[GIVEN PASSAGE]
::::
Do you have any statistical evidence that equating does not represent the full spectrum fairly?

Undoubtedly, a big time screw up by CB. Dropping questions (‘unscoreable’) has to impact equating, perhaps at all levels, but noticeably more at the high end? Probably why they have offered a retake at no charge. (I think I read that online.)

Fortunately, such screw ups have been rare, i.e, once every xx years. Sure, June sux…

“Do you have any statistical evidence that equating does not represent the full spectrum fairly?”

Not at all. In fact, the technical manual stresses the importance of accuracy along the entire curve so they seem to prioritize a method that better supports that. They definitely pay attention to the top portion; in particular, two things “avoided” in that region are score gaps and the conversion of more than two raw scores into the same scaled score. So to the extent that these seem to exist on the raw score distribution, they are probably “smoothed” out of the scaled curve (they do prioritize smoothing when the solution appears otherwise). None of that implies any “non-fair” treatment of any particular part of the curve, though it’s likely that the ends get a bit more massaging than does the middle.

The technical manual covers this detail on pages 82 - 90 (Section 6: Equating).

“Undoubtedly, a big time screw up by CB. Dropping questions (‘unscoreable’) has to impact equating, perhaps at all levels, but noticeably more at the high end?”

-Have no idea how dropping questions impacts equating - that issue definitely beyond my pay grade LOL.

Am I too late in asking if CB will rescore June SAT?

They won’t IMO. The best you can hope for is a free October test.

Above my pay grade, too! But, to my way of (simplistic?) thinking: if the two unscored items happened to both be difficult problems, and they likely were, since this was an ‘easier’ test, not only does CB have a problem differentiating the high tail, but that also should mean that the remaining difficult questions take on a higher ‘equating’ value.

@acadecathlete my DD got 2 wrong on reading and 2 wrong in writing on the June SAT — just one less than you. Her verbal score was 770 and yours was 720. 50 pts for one question? Seems worse than the Math grading curve.
::::
[MATERIAL SHOWN]
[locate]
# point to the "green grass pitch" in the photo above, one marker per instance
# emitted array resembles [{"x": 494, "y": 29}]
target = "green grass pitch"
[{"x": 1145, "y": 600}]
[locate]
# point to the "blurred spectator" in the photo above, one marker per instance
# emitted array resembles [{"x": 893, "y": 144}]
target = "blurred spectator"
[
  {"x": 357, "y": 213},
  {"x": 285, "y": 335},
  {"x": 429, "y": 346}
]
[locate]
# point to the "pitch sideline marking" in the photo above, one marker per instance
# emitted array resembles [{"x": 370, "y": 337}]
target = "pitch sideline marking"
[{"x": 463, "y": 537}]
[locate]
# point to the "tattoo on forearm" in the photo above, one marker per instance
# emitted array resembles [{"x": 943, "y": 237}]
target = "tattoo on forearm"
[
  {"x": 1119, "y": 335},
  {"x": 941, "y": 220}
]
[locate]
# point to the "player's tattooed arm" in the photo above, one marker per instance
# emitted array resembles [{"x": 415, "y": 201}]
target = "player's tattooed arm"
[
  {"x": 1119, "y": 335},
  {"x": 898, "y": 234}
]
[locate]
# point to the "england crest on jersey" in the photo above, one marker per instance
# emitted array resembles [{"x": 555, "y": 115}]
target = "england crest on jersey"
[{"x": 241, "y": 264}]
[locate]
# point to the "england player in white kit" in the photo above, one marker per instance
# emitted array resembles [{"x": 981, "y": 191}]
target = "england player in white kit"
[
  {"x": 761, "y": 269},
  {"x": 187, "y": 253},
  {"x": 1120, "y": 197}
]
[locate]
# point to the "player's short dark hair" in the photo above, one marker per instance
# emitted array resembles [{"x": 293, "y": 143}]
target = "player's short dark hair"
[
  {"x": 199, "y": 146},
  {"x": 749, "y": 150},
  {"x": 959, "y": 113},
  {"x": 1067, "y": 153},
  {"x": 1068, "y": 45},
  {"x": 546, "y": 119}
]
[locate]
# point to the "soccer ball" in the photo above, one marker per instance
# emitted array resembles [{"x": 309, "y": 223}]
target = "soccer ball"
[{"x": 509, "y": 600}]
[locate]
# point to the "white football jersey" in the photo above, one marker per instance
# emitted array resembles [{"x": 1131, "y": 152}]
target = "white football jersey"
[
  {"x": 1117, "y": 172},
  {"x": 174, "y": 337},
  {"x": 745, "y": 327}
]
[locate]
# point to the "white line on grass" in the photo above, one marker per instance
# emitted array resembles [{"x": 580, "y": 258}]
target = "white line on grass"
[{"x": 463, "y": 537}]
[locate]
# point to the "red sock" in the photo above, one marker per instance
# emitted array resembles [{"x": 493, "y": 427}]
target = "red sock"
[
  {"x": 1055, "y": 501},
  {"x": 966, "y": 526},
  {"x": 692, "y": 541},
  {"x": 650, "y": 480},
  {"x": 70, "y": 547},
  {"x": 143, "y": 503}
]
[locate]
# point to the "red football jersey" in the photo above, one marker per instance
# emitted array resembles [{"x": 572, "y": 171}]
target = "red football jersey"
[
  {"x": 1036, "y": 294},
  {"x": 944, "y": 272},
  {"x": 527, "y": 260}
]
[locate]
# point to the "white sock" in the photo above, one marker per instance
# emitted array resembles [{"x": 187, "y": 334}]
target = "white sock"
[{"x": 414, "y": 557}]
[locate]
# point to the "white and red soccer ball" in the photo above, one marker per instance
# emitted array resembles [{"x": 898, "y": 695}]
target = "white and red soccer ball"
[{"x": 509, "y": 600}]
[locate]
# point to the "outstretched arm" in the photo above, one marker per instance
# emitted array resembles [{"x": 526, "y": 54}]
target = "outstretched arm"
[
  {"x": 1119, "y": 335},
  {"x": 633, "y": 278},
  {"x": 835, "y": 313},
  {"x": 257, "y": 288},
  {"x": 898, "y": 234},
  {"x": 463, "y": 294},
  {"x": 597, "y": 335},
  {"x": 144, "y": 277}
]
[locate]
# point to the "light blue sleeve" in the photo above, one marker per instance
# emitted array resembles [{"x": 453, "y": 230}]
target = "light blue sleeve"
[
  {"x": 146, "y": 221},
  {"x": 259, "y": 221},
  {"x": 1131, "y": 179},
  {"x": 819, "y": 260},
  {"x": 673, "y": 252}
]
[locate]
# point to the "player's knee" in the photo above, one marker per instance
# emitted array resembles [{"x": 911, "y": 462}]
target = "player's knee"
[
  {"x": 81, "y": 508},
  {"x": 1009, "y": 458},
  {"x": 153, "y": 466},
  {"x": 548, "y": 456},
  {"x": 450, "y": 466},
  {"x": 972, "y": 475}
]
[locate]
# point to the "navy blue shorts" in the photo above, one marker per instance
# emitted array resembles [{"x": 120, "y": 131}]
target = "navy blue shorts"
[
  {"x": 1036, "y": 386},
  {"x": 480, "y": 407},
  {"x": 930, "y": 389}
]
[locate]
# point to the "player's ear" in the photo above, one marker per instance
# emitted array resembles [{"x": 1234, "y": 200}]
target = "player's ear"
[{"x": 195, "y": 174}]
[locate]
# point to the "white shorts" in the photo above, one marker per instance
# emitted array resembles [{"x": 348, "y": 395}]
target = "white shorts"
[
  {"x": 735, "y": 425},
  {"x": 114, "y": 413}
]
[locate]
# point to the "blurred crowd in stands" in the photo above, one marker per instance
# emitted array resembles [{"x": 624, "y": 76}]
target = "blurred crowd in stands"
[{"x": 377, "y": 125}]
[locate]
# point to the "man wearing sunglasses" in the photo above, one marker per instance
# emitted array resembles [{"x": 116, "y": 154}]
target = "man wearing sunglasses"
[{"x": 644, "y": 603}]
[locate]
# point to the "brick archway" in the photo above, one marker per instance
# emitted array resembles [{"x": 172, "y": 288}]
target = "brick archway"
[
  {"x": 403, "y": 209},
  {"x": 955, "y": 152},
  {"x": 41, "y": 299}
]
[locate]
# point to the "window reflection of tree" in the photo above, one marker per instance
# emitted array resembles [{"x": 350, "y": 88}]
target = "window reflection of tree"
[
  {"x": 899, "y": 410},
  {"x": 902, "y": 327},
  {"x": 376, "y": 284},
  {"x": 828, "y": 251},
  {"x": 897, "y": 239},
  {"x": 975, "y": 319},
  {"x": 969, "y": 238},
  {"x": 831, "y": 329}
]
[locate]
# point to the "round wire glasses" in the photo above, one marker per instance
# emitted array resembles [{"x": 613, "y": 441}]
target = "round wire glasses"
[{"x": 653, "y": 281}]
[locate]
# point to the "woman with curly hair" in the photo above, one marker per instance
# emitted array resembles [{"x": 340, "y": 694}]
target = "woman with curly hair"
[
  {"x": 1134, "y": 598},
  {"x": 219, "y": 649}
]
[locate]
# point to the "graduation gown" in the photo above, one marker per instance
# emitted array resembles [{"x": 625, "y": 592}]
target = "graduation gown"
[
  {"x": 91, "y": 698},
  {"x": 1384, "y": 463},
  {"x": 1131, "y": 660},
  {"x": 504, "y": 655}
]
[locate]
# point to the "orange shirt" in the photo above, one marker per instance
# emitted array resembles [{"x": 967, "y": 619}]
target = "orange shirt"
::::
[YOUR TASKS]
(A) Answer the following from the forum thread on SAT equating:
(i) On which pages of the technical manual is equating covered?
(ii) What two things does the thread say are avoided in the top portion of the curve?
(iii) According to one reply, what is the best a test taker can hope for instead of a rescore of the June SAT?
(B) Write a continuation of the forum thread on SAT equating, beginning after its final post.
The listing is not required for any of this work.

[RESULTS]
(A)
(i) Pages 82–90 (Section 6: Equating).
(ii) Score gaps and the conversion of more than two raw scores into the same scaled score.
(iii) A free October test.

(B)
^^ Maybe another way of saying the same thing as @bluebayou in #169 is that removing two difficult questions would cause a steeper decline in the scaled scoring since a relatively higher percentage of “easier” - and correctly answered - questions remain. In that case a dumb mistake or two can really hose you.

Is there a way to know exactly which questions were removed? Did someone earlier post that any score verfication or validation won’t be offered for the June test?

@Winter2018 at #170 - and weren’t two questions also omitted for EBRW? (can’t remember if that was in the reading or writing section or both . . . ).

Is there a connection between a higher-than-usual number of omitted questions and the harshness of the curve?

^My understanding is that two were omitted in each of reading and writing, but nothing from math.

The QAS (that would include the questions) is not available for June.

I can’t imagine they could rescore it. I haven’t seen anything suggesting a free retake - that would be an admission by CB that there was something wrong with the June test, which I doubt will ever happen.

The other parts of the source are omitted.